Problem to solve ->
Output every line below exactly, please, omitting pictures.

Given data ->
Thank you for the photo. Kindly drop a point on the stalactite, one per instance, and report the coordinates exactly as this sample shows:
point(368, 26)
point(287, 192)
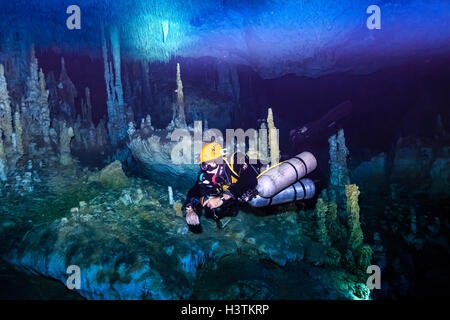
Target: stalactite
point(18, 134)
point(179, 118)
point(67, 92)
point(44, 116)
point(86, 107)
point(5, 108)
point(31, 109)
point(3, 162)
point(117, 125)
point(273, 139)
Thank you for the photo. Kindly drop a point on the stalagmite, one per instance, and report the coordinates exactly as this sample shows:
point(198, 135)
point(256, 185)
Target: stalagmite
point(355, 240)
point(339, 175)
point(5, 108)
point(66, 135)
point(273, 139)
point(321, 216)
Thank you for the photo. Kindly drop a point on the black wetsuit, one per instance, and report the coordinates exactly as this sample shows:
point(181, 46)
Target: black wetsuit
point(246, 182)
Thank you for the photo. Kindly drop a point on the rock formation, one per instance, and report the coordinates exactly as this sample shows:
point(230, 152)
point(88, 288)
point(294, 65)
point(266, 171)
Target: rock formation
point(339, 173)
point(117, 125)
point(356, 237)
point(66, 135)
point(273, 139)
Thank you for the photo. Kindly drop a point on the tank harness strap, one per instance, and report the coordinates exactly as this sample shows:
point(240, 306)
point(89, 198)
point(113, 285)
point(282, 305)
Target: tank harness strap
point(295, 192)
point(234, 175)
point(293, 167)
point(270, 168)
point(304, 189)
point(304, 164)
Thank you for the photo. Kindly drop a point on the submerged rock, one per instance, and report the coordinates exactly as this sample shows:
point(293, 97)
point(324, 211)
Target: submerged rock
point(112, 176)
point(145, 251)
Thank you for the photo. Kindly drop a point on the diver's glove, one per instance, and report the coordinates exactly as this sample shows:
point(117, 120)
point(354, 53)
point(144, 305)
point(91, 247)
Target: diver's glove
point(248, 195)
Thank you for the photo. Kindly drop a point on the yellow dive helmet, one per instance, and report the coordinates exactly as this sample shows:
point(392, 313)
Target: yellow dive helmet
point(211, 151)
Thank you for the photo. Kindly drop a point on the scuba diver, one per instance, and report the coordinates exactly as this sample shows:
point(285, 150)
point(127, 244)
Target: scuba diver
point(222, 182)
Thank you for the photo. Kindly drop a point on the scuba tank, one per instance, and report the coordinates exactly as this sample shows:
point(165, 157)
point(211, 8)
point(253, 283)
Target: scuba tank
point(301, 190)
point(286, 173)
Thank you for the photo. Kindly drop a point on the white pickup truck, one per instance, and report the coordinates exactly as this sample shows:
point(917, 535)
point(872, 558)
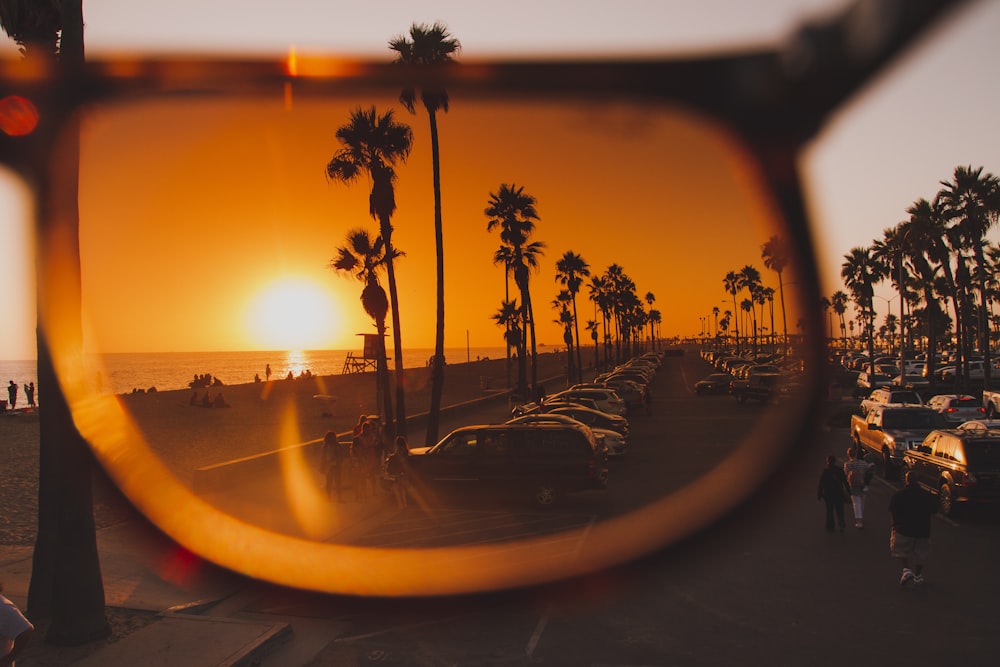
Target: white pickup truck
point(889, 431)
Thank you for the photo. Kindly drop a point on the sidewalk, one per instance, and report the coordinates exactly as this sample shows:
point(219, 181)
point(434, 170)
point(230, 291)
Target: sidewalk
point(204, 615)
point(201, 620)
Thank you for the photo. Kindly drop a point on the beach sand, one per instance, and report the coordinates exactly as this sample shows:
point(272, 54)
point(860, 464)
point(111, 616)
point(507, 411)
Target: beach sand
point(189, 437)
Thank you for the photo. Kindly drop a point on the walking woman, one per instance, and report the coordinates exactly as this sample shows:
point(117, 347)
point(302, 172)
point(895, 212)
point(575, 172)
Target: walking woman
point(834, 491)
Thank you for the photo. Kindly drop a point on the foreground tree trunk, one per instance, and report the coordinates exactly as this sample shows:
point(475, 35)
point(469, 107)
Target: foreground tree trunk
point(66, 584)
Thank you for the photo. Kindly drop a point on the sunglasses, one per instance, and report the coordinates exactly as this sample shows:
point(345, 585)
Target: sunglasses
point(168, 193)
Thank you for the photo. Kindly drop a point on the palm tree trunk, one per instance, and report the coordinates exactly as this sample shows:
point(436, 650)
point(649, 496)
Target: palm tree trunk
point(66, 584)
point(437, 370)
point(534, 345)
point(382, 374)
point(579, 356)
point(397, 339)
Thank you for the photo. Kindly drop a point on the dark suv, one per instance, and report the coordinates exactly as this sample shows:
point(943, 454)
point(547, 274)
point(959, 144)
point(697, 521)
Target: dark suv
point(962, 466)
point(541, 461)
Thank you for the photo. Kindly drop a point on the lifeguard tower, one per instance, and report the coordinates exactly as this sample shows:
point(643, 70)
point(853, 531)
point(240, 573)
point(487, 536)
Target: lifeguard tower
point(368, 361)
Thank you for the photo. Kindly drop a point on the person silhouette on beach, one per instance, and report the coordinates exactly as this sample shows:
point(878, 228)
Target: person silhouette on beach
point(332, 465)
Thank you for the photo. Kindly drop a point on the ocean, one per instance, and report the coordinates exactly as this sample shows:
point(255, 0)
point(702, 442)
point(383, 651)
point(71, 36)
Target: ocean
point(122, 373)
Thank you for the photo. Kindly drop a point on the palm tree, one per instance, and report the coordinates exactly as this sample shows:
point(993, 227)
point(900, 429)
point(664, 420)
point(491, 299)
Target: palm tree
point(732, 284)
point(825, 304)
point(504, 255)
point(650, 298)
point(598, 294)
point(373, 144)
point(839, 303)
point(570, 271)
point(509, 316)
point(860, 273)
point(775, 254)
point(592, 328)
point(363, 258)
point(562, 304)
point(431, 46)
point(749, 279)
point(512, 210)
point(66, 583)
point(972, 198)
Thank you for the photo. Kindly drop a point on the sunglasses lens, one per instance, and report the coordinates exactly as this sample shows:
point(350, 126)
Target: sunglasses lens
point(210, 234)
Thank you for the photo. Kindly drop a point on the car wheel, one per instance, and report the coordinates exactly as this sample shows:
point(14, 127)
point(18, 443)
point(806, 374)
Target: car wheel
point(946, 500)
point(545, 494)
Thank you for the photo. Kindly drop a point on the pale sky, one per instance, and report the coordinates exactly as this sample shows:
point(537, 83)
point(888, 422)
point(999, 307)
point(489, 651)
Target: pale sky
point(892, 145)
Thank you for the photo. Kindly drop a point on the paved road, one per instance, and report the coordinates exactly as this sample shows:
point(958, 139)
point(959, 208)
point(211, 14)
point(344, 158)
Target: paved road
point(767, 585)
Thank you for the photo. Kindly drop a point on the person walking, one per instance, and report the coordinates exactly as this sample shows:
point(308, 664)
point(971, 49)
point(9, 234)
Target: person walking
point(15, 630)
point(834, 491)
point(333, 465)
point(397, 470)
point(859, 474)
point(910, 540)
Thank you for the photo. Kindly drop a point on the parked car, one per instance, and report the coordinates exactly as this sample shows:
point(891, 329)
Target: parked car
point(607, 400)
point(540, 461)
point(715, 383)
point(887, 396)
point(910, 380)
point(614, 442)
point(595, 418)
point(979, 425)
point(867, 381)
point(957, 408)
point(977, 371)
point(961, 466)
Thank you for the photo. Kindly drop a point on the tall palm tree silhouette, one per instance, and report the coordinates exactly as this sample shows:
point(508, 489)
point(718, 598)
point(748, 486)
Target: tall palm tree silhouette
point(571, 269)
point(373, 144)
point(732, 284)
point(66, 584)
point(363, 257)
point(431, 46)
point(972, 198)
point(512, 210)
point(775, 254)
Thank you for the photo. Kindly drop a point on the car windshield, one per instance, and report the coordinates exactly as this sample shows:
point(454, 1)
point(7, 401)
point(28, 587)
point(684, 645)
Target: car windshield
point(911, 419)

Result ->
Thank you for the photo. Kindly drop a point on the stalactite, one per instance, and report the coordinates exactly as this sample shows:
point(368, 26)
point(287, 192)
Target: stalactite
point(18, 134)
point(179, 118)
point(67, 92)
point(44, 116)
point(86, 107)
point(5, 108)
point(31, 109)
point(3, 162)
point(117, 125)
point(273, 139)
Thank you for the photo. Kindly drop a point on the stalagmite, one per instance, and report the coordinates exactly as this sample shows:
point(198, 135)
point(256, 185)
Target: stalagmite
point(355, 240)
point(339, 175)
point(5, 108)
point(66, 135)
point(273, 139)
point(321, 216)
Thank you for the photo. Kindly drop a point on the black wetsuit, one per instance, and report the coordinates exactly as this sample shows:
point(181, 46)
Target: black wetsuit
point(246, 182)
Thank you for the photo. Kindly drop a point on the rock formation, one per instance, and report the coordinates exactly as this sample shows:
point(230, 152)
point(88, 288)
point(294, 65)
point(266, 171)
Target: rock formation
point(339, 173)
point(117, 125)
point(356, 237)
point(66, 135)
point(273, 139)
Thank you for the photo. Kindly drop a point on the tank harness strap, one per instance, and report the coordinates exactly as this sample shows:
point(240, 306)
point(89, 198)
point(113, 285)
point(282, 305)
Target: tank harness strap
point(295, 192)
point(234, 175)
point(293, 167)
point(270, 168)
point(304, 189)
point(304, 164)
Thank you for the photo. Kindly drop a point on the submerged rock, one per instance, and report the coordinates exactly as this sample shows:
point(293, 97)
point(324, 211)
Target: submerged rock
point(112, 176)
point(145, 251)
Thank you for the photo. Kindly drop a point on the diver's glove, one per instance, and report the coordinates exactly as this sample shows:
point(117, 120)
point(354, 53)
point(144, 305)
point(91, 247)
Target: diver's glove
point(248, 195)
Thank you for the photo. Kindly drop a point on the yellow dive helmet, one per instance, and report the coordinates exactly as this sample shows:
point(392, 313)
Target: yellow dive helmet
point(211, 151)
Thank you for the photo. Kindly drop a point on the scuba diver, one per instance, and report the coordinates exactly as this sample shows:
point(285, 150)
point(127, 244)
Target: scuba diver
point(222, 182)
Thank you for the photo. Kindly drop a point on the scuba tank, one per instance, and report the coordinates exactly as this sample shows:
point(165, 157)
point(211, 8)
point(253, 283)
Target: scuba tank
point(301, 190)
point(286, 173)
Thank you for the photo. Kindly drop a point on the white pickup truck, one per instance, and report the coordinates exactly as this sample shows:
point(917, 535)
point(872, 558)
Target: white pickup truck
point(889, 431)
Thank you for the photo. Kindly drop a point on the sidewalk, one per instance, and report the coordinates exactly as this sample shows:
point(219, 181)
point(434, 170)
point(230, 291)
Target: sidewalk
point(204, 615)
point(201, 620)
Thank you for the photo. Kindly drop a point on the beach sand, one per instance, and report the coordinates exactly as this sample shows:
point(272, 54)
point(860, 464)
point(111, 616)
point(507, 411)
Target: beach sand
point(189, 437)
Thank you for the photo. Kindly drop a point on the walking woman, one per instance, and report the coordinates exactly as this sample shows:
point(117, 347)
point(302, 172)
point(895, 212)
point(575, 172)
Target: walking woman
point(834, 491)
Thank you for the photo. Kindly drop a point on the foreground tree trunk, one per instance, and report the coordinates exactly as this sample shows:
point(475, 35)
point(469, 107)
Target: foreground tree trunk
point(66, 584)
Thank you for the photo. Kindly drop a point on the sunglasses, one per instance, and report the coordinates exactly as this sample shows:
point(345, 585)
Target: sunglasses
point(168, 193)
Thank you for the photo. Kindly drop a point on the palm tree trunk, one per instance, and report the coordinates exactly as this sample shows:
point(436, 650)
point(649, 496)
Target: palm tree trunk
point(66, 584)
point(437, 370)
point(534, 345)
point(382, 374)
point(579, 356)
point(397, 339)
Thank you for the photo. Kindly drop a point on the dark suv, one per instance, and report the coordinates exactly as this sample shows:
point(943, 454)
point(547, 274)
point(959, 144)
point(697, 521)
Target: dark suv
point(962, 466)
point(541, 461)
Thank you for the photo. Kindly drop a point on the lifeguard tower, one per instance, and report the coordinates exactly as this sample shows:
point(643, 70)
point(853, 531)
point(240, 573)
point(487, 536)
Target: lifeguard tower
point(368, 361)
Thank you for the photo. Kindly drop a point on the person silhouette on beach, one per instance, and report the coordinates exactly as this sample shows:
point(878, 228)
Target: person silhouette on beach
point(332, 465)
Thank you for the photo. Kindly drop a point on the ocean, one per instance, and report the coordinates exactly as this sample shows:
point(255, 0)
point(702, 442)
point(383, 651)
point(71, 36)
Target: ocean
point(122, 373)
Thank you for the photo. Kindly drop a point on the palm tree, one per instance, and report the coordinates exactly as this sample shows:
point(993, 227)
point(900, 429)
point(664, 420)
point(491, 299)
Target: palm tree
point(732, 284)
point(825, 304)
point(504, 255)
point(650, 298)
point(598, 294)
point(373, 144)
point(839, 303)
point(570, 271)
point(509, 316)
point(860, 273)
point(775, 254)
point(592, 328)
point(363, 258)
point(562, 304)
point(431, 46)
point(749, 279)
point(512, 210)
point(66, 583)
point(972, 198)
Thank you for the photo. Kindly drop a point on the sunglasses lens, one per instance, and report the coordinates exactly as this sample shows:
point(350, 126)
Target: sunglasses lens
point(210, 234)
Thank you for the photo. Kindly drop a point on the car wheel, one per instance, and report the coordinates exactly as this sample shows:
point(14, 127)
point(18, 443)
point(806, 374)
Target: car wheel
point(946, 500)
point(545, 494)
Thank you for the photo. Kindly drop a point on the pale sky, one per instance, and report the coordinates exactly as this sample shows:
point(537, 83)
point(888, 422)
point(999, 307)
point(489, 651)
Target: pale sky
point(892, 145)
Thank you for the photo. Kindly drop a point on the paved road, one per instance, and report the coordinates exactly as this sample shows:
point(958, 139)
point(959, 208)
point(211, 14)
point(344, 158)
Target: paved road
point(767, 585)
Thank you for the photo. Kindly drop a point on the person walking, one per instance, and report the coordinates exactly as this sample shows:
point(308, 664)
point(971, 49)
point(9, 234)
Target: person walking
point(15, 630)
point(834, 491)
point(333, 465)
point(397, 470)
point(859, 474)
point(910, 540)
Thank you for the photo. Kindly drop a point on the parked car, one per instance, and report the coordinates exactly as this sample shows:
point(891, 329)
Target: parked car
point(607, 400)
point(540, 461)
point(715, 383)
point(887, 396)
point(910, 380)
point(614, 442)
point(595, 418)
point(979, 425)
point(867, 381)
point(957, 408)
point(977, 371)
point(961, 466)
Thank you for the photo. Kindly drop a point on the tall palm tree silhouette, one per instance, and report the coordinates exactly as this sample shows:
point(508, 489)
point(718, 598)
point(748, 486)
Target: tall palm tree silhouette
point(571, 269)
point(373, 144)
point(732, 284)
point(66, 584)
point(363, 257)
point(431, 46)
point(972, 198)
point(512, 210)
point(775, 254)
Thank you for the photo. Kindly drop a point on the car windshield, one per instance, and report the coordinates exactly as this sample shows:
point(454, 1)
point(7, 401)
point(28, 587)
point(684, 645)
Target: car windshield
point(911, 419)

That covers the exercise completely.